──────── Extracted entries ────────

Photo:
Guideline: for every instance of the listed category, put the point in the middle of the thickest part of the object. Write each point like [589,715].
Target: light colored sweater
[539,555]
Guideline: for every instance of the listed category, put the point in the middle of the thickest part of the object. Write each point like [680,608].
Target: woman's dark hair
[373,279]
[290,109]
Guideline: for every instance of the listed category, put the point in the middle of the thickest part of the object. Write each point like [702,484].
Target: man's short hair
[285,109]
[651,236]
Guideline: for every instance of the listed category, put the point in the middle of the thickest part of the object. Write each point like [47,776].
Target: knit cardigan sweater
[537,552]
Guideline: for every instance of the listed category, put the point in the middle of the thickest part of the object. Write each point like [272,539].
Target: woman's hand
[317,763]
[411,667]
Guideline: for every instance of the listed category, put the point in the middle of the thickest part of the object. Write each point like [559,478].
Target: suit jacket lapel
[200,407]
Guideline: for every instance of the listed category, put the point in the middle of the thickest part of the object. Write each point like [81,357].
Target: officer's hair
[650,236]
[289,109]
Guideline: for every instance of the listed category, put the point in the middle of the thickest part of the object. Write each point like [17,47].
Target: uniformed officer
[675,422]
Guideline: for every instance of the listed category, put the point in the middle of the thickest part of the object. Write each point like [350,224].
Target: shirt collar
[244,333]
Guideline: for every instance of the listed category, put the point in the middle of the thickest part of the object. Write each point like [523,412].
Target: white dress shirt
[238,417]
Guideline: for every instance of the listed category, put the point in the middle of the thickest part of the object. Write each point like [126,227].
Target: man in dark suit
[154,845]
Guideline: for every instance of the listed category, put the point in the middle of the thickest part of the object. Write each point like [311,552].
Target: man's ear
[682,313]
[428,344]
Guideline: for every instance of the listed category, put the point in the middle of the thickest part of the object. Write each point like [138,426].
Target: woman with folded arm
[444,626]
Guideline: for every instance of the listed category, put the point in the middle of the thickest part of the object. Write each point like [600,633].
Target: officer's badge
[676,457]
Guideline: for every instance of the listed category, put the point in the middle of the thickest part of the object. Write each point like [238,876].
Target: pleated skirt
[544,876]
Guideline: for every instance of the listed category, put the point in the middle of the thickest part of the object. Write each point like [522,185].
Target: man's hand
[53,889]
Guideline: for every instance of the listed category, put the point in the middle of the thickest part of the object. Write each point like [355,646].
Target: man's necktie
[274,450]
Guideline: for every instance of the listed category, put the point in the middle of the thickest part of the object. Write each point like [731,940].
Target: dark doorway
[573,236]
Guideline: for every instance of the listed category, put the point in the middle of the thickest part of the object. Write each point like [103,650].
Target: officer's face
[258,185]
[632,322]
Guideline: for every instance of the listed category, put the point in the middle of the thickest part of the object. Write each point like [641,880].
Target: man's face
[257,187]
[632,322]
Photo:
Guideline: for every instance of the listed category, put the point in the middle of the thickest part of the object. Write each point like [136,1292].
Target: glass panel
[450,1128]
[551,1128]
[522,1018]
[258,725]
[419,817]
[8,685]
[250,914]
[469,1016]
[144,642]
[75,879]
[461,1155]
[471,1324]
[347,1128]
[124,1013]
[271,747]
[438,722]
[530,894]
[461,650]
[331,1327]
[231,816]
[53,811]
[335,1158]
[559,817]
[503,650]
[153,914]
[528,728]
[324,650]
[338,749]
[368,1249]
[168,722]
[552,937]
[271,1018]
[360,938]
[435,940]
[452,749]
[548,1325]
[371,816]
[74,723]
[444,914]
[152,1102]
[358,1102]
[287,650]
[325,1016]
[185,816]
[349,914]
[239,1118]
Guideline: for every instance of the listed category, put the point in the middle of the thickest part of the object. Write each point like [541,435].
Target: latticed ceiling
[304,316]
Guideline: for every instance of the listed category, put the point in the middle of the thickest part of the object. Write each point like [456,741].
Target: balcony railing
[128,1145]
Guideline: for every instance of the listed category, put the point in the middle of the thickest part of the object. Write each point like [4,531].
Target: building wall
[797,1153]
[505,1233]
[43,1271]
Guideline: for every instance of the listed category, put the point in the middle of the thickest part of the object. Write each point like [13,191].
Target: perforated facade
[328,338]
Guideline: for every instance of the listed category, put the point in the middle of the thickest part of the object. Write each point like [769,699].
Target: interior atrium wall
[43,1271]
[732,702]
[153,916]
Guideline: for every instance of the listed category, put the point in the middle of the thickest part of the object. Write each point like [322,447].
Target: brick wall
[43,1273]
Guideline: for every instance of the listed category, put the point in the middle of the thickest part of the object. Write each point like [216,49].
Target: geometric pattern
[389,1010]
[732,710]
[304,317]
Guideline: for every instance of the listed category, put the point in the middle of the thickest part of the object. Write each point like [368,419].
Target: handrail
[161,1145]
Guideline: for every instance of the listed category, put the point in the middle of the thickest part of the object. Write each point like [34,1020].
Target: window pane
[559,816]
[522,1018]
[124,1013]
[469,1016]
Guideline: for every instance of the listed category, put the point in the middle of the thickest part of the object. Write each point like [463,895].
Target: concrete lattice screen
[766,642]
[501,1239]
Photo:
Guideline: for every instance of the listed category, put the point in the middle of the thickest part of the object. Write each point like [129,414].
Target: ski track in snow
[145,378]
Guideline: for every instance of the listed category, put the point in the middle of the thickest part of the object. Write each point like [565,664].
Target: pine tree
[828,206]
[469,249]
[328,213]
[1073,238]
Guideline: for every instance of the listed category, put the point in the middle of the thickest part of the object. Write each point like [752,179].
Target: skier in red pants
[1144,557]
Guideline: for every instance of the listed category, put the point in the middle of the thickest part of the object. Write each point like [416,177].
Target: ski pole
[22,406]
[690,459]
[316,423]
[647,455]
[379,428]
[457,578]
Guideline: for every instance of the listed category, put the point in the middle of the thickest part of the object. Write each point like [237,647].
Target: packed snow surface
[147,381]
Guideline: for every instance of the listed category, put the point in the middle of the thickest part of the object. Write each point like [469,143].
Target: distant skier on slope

────────

→ To do
I'd like the records returned exactly as they were written, please.

→ Solution for this problem
Photo:
Guideline: for every instance of the listed category, put the point in the middle of the thickest part of the object. Write each point like [589,715].
Target: light colored sweater
[539,555]
Guideline: for every instance of the listed category, put the point in the middle of the thickest part of the object. Write each point like [680,608].
Target: woman's dark hair
[373,279]
[290,109]
Guideline: for every instance of the listed category, put the point in the middle of the thickest part of the object. Write each point like [702,484].
Target: man's short hair
[285,109]
[651,236]
Guideline: for every instance of the listed category, put the point in the middle of the thickest part of the object. Write each point like [47,776].
Target: knit cardigan sweater
[537,552]
Guideline: for every instance of the listed category, put the point in the middle of the thickest part of the object. Write each point like [272,539].
Target: woman's hand
[317,763]
[411,667]
Guideline: for every instance of the listed category, put the point in the middle of the thickest part of the object. Write each point like [559,478].
Target: suit jacket lapel
[200,407]
Guideline: for every instance of the listed category, put the point in the middle of the thickest part of the object. Write each point like [81,357].
Target: officer's hair
[650,236]
[289,109]
Guideline: for every instance of the listed category, put the point in the middle of the thickest part of the object. Write each point like [17,47].
Target: uniformed officer
[675,422]
Guideline: for every instance of the listed category, put the point in the middle of the thickest part of the object. Write each point like [350,224].
Target: shirt collar
[244,333]
Guideline: for every instance of the listed category, put the point in the middle of the thickest part of the object. Write each point like [523,412].
Target: white dress shirt
[238,417]
Guideline: for every instance of the listed category, put the point in the middle of the thickest part of the object. Write each point like [126,227].
Target: man in dark suit
[154,845]
Guideline: for every instance of the listed category, put the point in the middle of the thickest part of the object. Write each point like [311,552].
Target: man's ear
[682,313]
[428,344]
Guideline: for every instance of the listed category, put the point in the middle of the thickest part of the object. Write each point like [138,426].
Target: woman with folded arm
[444,626]
Guideline: for every instance of the listed category, put the point in the middle of the thickest part of the object. Write each point like [600,633].
Target: officer's badge
[676,457]
Guideline: for every instance of the listed category, put the point in the middle of the thickest part of the object. Write each point like [238,876].
Target: pleated skirt
[544,876]
Guideline: for every instance of the listed category, put the point in the middle of the thickest part of the object. Write each point like [522,185].
Target: man's hand
[53,889]
Guideline: for every instance of the listed category, put the point in the middle of the thickest part of the object. Write each point like [355,646].
Target: man's necktie
[274,450]
Guideline: for every instance of the listed category, put the point in the middle of the thickest part of the object. Write each point like [731,940].
Target: dark doorway
[573,236]
Guideline: for every instance of the listed category, put the point in the middle of the thickest part of the object. Write each point like [103,650].
Target: officer's face
[258,185]
[632,322]
Guideline: for every instance of the listed category, put the point in the middle of the thickest part of the object. Write each point like [641,880].
Target: man's face
[257,187]
[632,322]
Photo:
Guideline: for every instance of the listed category, put the point in the middle of the thickest part of the object. Write each point like [136,1292].
Target: glass panel
[450,1128]
[551,1128]
[522,1018]
[258,725]
[419,817]
[8,685]
[250,914]
[469,1016]
[144,642]
[75,879]
[461,1155]
[471,1324]
[347,1128]
[124,1013]
[271,747]
[438,722]
[530,894]
[461,650]
[331,1327]
[231,816]
[53,811]
[335,1158]
[559,817]
[503,650]
[153,914]
[528,728]
[324,650]
[338,749]
[368,1249]
[168,722]
[552,937]
[271,1018]
[360,938]
[435,940]
[452,749]
[548,1325]
[371,816]
[74,723]
[444,914]
[152,1102]
[358,1102]
[287,650]
[325,1016]
[185,816]
[349,914]
[239,1118]
Guideline: for every instance of the listed category, put the point in the middle of the thickest part of the object. Write each point like [541,435].
Target: latticed ceiling
[304,316]
Guideline: for every instance of the listed category, put the point in the middle of the thickest part of the object. Write each point like [456,741].
Target: balcony railing
[128,1145]
Guideline: for every instance of the listed category, put the point in the middle of the thickest part of the object. Write each point like [4,531].
Target: building wall
[797,1153]
[505,1233]
[43,1271]
Guideline: for every instance of the listed category, put the point in the middle of the thickest part of the object. Write each point like [13,191].
Target: perforated facade
[328,338]
Guideline: for every instance of the listed category, put the point in the middle of the thickest part of the object. Write each point like [769,699].
Target: interior atrium wall
[43,1271]
[732,702]
[153,916]
Guideline: for every instance of the listed category, put the point in the middle of the thickest part of the object. Write each point like [322,447].
Target: brick wall
[43,1273]
Guideline: for every instance of the listed category, put the point in the middle of the thickest part of the object. Write each point like [216,49].
Target: geometric pattern
[389,1010]
[732,710]
[304,317]
Guideline: for every instance of the listed category, put the point in the middle of the thickest part of the object. Write each point like [368,419].
Target: handrail
[161,1145]
Guideline: for every instance of the listed category, put the point in the middle of the thickest part of the object. Write each point like [34,1020].
Target: window pane
[559,816]
[522,1018]
[124,1013]
[469,1016]
Guideline: for every instance of the listed category, put the point in the middle of the thickest part of the object. Write each point like [463,895].
Target: concrete lattice screen
[766,642]
[501,1239]
Photo:
Guideline: for every instance of the listed category, put the point in the middle of the thickest part of the object. Write each point like [129,414].
Target: ski track in snow
[145,378]
Guideline: for every instance of the listed category, put the point in the middle of the thickest part of the object. Write each point like [565,664].
Target: pine tree
[828,206]
[469,249]
[328,213]
[1073,238]
Guideline: for every instance of the listed category, put the point in the middle of the thickest part of the object. Write each point like [752,179].
Target: skier in red pants
[1144,557]
Guideline: for every instance of the listed category, put the point in the middle of the thickest part of the object. Write each point like [416,177].
Target: ski pole
[22,406]
[690,459]
[316,423]
[647,455]
[379,428]
[457,578]
Guideline: for every instance of the listed category, put the point in the middle of the thickest part of the object. Write each point like [237,647].
Target: packed snow surface
[147,381]
Guideline: for every instance of the listed category, put the point in the middle of the thickest part of the object. Write each point like [469,143].
Target: distant skier on slope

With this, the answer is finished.